▸ Exercise goal
Look through the material below and report every line that includes "tree".

▸ Records supplied
____

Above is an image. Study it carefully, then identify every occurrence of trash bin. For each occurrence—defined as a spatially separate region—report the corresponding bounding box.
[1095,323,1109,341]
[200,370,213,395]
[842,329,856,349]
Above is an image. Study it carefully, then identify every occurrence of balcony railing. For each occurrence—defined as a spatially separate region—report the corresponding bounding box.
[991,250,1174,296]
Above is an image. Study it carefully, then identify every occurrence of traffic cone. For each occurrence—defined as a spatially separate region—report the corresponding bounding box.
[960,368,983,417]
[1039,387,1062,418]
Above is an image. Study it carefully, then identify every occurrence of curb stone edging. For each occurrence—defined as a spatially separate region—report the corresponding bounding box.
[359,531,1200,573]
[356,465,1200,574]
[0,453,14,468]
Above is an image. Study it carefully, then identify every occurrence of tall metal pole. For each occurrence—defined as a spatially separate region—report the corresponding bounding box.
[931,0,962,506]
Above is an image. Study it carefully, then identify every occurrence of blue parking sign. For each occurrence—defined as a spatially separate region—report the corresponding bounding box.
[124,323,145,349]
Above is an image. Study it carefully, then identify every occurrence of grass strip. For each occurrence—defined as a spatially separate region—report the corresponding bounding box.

____

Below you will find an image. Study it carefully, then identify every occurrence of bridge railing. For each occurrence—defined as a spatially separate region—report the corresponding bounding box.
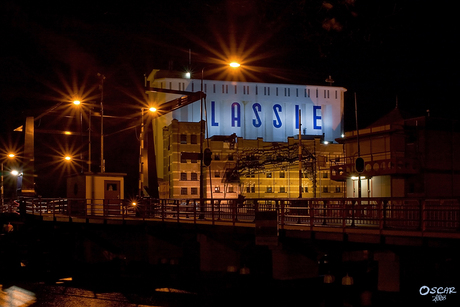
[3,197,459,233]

____

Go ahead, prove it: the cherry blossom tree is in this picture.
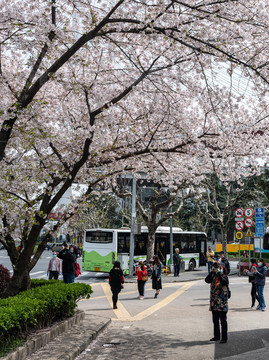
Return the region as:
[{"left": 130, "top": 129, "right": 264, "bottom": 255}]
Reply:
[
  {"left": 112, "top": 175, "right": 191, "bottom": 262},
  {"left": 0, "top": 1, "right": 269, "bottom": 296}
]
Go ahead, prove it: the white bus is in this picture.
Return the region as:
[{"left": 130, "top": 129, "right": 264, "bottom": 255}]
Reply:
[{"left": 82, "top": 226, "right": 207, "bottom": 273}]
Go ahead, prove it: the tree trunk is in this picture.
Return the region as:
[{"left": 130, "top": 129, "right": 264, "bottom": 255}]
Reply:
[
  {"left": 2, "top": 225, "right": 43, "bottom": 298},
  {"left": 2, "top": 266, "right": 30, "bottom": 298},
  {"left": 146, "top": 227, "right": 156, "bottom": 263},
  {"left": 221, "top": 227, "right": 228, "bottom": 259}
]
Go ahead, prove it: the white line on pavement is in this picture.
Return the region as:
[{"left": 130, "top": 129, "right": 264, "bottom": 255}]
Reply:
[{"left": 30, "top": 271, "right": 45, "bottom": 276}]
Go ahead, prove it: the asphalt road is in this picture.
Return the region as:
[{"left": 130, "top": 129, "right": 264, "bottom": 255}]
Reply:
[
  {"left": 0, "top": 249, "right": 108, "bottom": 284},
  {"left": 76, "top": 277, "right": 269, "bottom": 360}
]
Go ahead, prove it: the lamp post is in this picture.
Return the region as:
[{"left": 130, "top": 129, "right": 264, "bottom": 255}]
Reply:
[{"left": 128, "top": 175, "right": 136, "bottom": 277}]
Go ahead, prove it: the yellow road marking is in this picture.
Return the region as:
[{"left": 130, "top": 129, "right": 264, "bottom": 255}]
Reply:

____

▸ Your solution
Go ahead, prove it: the cherry blossom tree is in this picture.
Go ahead, prove it: the tree trunk is in this picture.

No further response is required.